*** Source document ***

IBM has totally flouted Federal law and what they've done is completely disgraceful.
Happens even among private contractors. As we get older and more experienced, in effect, more valuable, and our rates go up, people go with younger and cheaper.
Silly Con valley engineers are now majority foreigners Asian, mostly communist China with some Indian and so forth. Top level American graduate engineers sometimes cant evrn get interviewed. Except for jobs at Burger King.
The greatest pool of under/non-utilized talent in the world are displaced professionals over 50. If you are a technical and laid off after 50, you are probably done career wise.
This is the way of IT. With every software/hardware refresh
much of what you knew is changed or gone. You are now competing with a group who just got trained on what is being installed and who will work tirelessly for less. Staying viable is a big part of the job, relationships are crucial if you are to survive after 50.
Yes. Whitey gets the ax, and non-Whitey gets the job.
Nothing new, as this poster can affirm.
I got cut in 2006 after training my four Brazilian replacements. They laid off 1500 people over the age of 55 in one day from my division. We had to sign a statement saying we wouldn’t sue them or we didn’t get our severance pay.
Interesting article.
The company I work for has a workforce wherein fully half of them will be eligible for retirement within the next five years. There are typically a half-dozen retirement parties each week. The company isn’t forcing them out, they are leaving - in many cases careers of over 30 years (one guy had 45 years under his belt).

*** End of Source document ***
*** Extracted information ***

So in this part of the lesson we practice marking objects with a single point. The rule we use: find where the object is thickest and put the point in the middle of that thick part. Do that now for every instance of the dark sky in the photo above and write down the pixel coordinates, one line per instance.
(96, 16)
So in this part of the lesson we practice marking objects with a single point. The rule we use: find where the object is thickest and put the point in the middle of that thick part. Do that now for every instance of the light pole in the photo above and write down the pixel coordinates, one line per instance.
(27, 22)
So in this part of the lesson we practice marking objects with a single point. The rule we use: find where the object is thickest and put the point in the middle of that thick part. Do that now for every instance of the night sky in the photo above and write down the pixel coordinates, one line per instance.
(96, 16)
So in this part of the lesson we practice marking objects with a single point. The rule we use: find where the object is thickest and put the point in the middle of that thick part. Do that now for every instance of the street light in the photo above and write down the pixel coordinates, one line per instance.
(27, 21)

*** End of Extracted information ***

Answer these questions from the comment thread:
1. After what age does one commenter say a laid-off technical worker is probably done career-wise?
2. How many people over the age of 55 were laid off in one day from the division of the commenter who was cut in 2006?
3. How many retirement parties are typically held each week at the company described by the last commenter?

§ **Task response**
1. 50
2. 1500
3. A half-dozen